◆ **Source document**
═══

The TV Channel also operates a news site 9tv.co.il and is present at different media platforms (YouTube, Telegram, Facebook, etc.).

==History==
===Background===
In 1997, the government approved the report of the Yossi Peled committee, set up to create a proposal to expand and reorganize the public broadcasting system. The report recommended the adoption of a new policy to create a free market for electronic media, based on the principle of an "open sky" for everyone. The committee recommended licenses for direct-to-home satellite television (Yes), the creation of a new private terrestrial channel (which would become (Channel 10), and the creation of five or six dedicated cable channels: an Arabic service, a Russian channel, an Amharic channel for Ethiopians in Israel, a channel for Israeli culture (which would become Channel 20, now conservative channel Now 14), an Israeli music channel (Channel 24) and a news channel, all of which financed by commercial advertising.

In 1998, the Ministry of Communications, by means of the Cable and Satellite Broadcasting Council, did the preliminary selection of the five channels (the Amharic channel was excluded from the initial plan). The decision included Al-Hala TV (Arabic), a news channel, a Russian channel, a music channel (Channel 24) and a cultural heritage channel. However, after the initial preliminary bidding, the plan for the Russian channel was delayed for several years.

===Bid===
The bid was published in January 2001, and in May 2001, received proposals from two groups. On 12 September 2001, the Cable and Satellite Broadcasting Council announced the winner of the tender, led by Africa Israel Investments, a financial group headed by Lev Leviev. The company was known as Vash Telekanal (Your (TV) Channel) and was composed of the following shareholders: Africa Israel Investments (40%), Marlaz (20%), IGB (19,5%), Jerusalem Capital Studios and Elrom Studios (8,25%), Mega TV (5,75%), senior staff members (5,5%) and Mapal Communications (1%). Yulia was the channel's CEO and Pini Cohen, Africa Israel's CEO, was the project's coordinator.

═══

◆ **Available data**
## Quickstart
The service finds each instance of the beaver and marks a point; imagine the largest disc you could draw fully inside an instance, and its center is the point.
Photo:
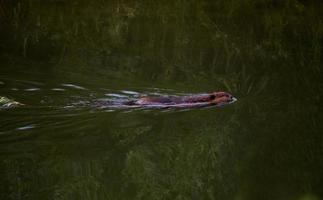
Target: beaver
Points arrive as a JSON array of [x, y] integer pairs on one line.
[[214, 98]]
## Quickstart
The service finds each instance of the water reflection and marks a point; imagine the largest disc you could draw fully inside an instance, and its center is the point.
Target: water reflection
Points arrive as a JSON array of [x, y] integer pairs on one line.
[[267, 145]]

═══

◆ **Tasks**
[a] In the passage on the Israeli TV channel's history, which group led the winning bid announced on 12 September 2001?
[b] Translate this sentence from the passage on the Israeli TV channel's history into Spanish: "However, after the initial preliminary bidding, the plan for the Russian channel was delayed for several years."
[c] Carry the passage on the Israeli TV channel's history forward from its last sentence.

◆ **Expected outputs**
[a] Africa Israel Investments, a financial group headed by Lev Leviev.

[b] Sin embargo, después de la licitación preliminar inicial, el plan para el canal ruso se retrasó varios años.

[c]
===Going on air===
In November 2001, Vash Telekanal announced that it would be operational from May 2002 under the name Israel Plus. According to the CSBC license conditions, the channel would be carried exclusively on cable and satellite, and would be financed by advertising (12 minutes per hour) and sales of the content it produces. It was also stipulated that in an initial two-year period, the channel would broadcast for twelve hours a day, expanding to sixteen hours after that. The channel started broadcasting in November 2002 and was designated channel 9 on cable and satellite companies. In November 2003, Israel Plus filed a petition at the High Court of Justice against the CSBC for not properly inspecting its commercial activities. In a counter-petition presented by the Supreme Court, both ORT and RTVi were deemed foreign channels in Israel, and that RTVi solicited the Council to withdraw restrictions to Israeli advertisements on the channel, which represented 25% of its ad revenue.

Established in November 2002, the channel's first CEO was Yulia Shamalov-Berkovich, who led the company until February 2004. The station began broadcasting on 12 November 2002.

===Acquisition===
In May 2013, Israeli-Russian businessman Alexander Levin purchased control of the channel for NIS 6 million.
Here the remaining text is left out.